## Task directions
In the dialogue below, list every coordinate value that Distinguished Dromedary names for the two tuples.

## Quoted text
————

Distinguished Dromedary: And then—

Ferocious Lightning: You can just say that— you can just say that within the context you're being provided is black hole present. Let's assume you're importing that from some module or something. So— or however, it's present in the context just to make it simpler.

Distinguished Dromedary: Okay, so device.blackhole present.

Ferocious Lightning: Or you can just put black hole present. It's fine.

Distinguished Dromedary: Okay. So if black hole present, so should I pass in tuples here? Should I just pass in all 4 coordinates? Or like an array?

Ferocious Lightning: What does the— sorry, what is the problem statement?

Distinguished Dromedary: It says bottom left, top right. I'm not sure, like, should the bottom left be a tuple?

Ferocious Lightning: Okay, yeah, let's assume you're passing tuples. So we can use that data structure to pass the coordinate tuples.

Distinguished Dromedary: The bottom, bottom left, bottom right. So this is the bottom left of it, so bottom X, bottom Y, and then top right. So a tuple of top X, and then top y. So if black hole present— so actually, let me actually just do if not black hole present, return 0. So this is easy, our base case. If there's no black hole present in the entire grid, we don't have to do anything.

Ferocious Lightning: Okay.

————

## Records supplied
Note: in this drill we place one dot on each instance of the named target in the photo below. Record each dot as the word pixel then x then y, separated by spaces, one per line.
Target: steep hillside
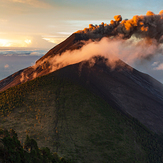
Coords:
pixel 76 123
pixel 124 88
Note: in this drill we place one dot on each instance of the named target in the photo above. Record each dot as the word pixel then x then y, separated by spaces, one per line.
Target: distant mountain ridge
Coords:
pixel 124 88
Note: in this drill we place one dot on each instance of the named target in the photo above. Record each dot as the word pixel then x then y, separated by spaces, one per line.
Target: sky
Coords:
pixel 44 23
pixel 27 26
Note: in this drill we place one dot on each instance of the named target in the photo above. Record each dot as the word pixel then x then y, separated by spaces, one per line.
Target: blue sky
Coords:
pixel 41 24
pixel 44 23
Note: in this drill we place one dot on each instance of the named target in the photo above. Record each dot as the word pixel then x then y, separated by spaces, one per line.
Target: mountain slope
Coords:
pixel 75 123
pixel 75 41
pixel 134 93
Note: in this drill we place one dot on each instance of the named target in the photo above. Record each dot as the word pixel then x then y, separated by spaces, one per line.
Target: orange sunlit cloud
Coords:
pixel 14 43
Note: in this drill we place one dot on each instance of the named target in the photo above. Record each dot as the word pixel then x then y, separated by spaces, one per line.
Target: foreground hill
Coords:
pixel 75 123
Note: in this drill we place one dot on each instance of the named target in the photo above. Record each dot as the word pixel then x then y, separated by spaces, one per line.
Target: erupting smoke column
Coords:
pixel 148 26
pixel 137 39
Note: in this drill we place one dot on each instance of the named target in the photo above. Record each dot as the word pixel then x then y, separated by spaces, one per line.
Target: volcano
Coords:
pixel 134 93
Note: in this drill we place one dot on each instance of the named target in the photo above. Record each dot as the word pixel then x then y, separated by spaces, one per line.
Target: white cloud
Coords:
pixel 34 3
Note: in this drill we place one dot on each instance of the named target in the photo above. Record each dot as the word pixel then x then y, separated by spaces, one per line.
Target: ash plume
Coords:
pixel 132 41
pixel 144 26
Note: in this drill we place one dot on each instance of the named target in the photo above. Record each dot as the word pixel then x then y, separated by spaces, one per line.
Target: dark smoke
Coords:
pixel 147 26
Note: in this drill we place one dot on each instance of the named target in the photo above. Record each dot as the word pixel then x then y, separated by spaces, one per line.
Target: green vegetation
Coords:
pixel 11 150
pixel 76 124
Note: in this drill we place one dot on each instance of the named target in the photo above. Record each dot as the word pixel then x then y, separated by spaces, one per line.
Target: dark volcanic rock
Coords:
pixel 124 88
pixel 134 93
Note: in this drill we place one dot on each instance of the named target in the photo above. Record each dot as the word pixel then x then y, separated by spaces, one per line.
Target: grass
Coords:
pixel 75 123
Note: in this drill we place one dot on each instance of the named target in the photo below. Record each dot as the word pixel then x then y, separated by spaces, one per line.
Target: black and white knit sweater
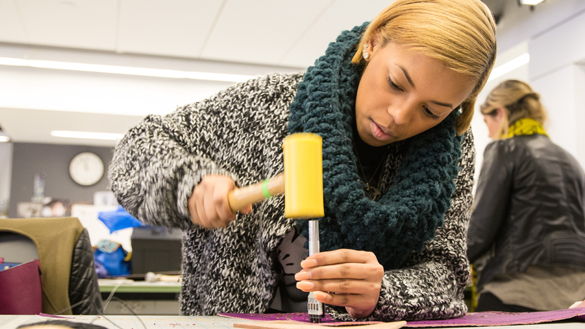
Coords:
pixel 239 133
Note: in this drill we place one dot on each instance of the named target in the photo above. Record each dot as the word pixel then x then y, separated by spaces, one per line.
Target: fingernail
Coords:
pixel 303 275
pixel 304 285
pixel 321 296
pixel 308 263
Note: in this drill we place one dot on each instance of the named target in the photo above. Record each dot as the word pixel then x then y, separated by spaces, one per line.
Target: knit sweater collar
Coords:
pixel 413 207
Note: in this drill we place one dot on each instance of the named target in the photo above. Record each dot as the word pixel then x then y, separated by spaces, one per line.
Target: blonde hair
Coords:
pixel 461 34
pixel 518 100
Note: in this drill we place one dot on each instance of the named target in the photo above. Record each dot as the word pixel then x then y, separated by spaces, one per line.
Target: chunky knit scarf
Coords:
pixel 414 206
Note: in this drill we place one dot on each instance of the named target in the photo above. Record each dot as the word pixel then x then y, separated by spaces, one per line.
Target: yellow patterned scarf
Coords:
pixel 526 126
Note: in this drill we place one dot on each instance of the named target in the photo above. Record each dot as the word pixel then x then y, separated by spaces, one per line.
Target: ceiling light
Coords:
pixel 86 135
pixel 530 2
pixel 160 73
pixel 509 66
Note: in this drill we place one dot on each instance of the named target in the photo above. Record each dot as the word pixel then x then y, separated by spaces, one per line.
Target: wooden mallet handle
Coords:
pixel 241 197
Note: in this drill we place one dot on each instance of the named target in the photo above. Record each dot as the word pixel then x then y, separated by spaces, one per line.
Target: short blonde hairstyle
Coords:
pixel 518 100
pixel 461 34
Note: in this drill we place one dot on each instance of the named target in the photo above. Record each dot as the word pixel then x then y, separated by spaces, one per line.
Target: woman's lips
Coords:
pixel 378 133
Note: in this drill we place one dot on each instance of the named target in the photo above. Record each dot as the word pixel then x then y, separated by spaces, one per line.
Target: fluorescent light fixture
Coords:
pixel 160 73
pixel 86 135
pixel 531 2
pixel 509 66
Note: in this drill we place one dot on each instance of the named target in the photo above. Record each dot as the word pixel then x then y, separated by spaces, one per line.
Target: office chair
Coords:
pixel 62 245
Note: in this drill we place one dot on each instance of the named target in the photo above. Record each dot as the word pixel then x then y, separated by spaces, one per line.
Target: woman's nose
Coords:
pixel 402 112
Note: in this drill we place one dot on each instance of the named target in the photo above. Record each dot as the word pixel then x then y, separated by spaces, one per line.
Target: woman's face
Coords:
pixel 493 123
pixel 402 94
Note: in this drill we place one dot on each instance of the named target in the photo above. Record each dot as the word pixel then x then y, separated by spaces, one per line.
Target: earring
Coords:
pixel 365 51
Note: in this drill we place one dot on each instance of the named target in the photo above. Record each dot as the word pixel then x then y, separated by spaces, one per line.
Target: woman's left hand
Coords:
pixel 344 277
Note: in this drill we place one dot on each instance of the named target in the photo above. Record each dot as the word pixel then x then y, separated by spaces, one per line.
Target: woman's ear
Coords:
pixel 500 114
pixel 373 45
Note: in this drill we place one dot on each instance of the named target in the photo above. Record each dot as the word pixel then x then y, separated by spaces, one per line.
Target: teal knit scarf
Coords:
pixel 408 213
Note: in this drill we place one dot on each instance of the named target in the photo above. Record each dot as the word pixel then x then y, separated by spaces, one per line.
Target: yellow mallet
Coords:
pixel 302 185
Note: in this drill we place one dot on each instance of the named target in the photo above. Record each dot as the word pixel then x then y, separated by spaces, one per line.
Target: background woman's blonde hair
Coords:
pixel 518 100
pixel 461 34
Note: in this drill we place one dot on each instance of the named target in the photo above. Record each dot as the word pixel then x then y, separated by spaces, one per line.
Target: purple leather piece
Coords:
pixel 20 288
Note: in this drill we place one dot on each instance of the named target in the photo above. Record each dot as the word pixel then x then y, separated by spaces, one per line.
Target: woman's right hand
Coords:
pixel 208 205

————

## Result of the task
bottom X, bottom Y, top X, top y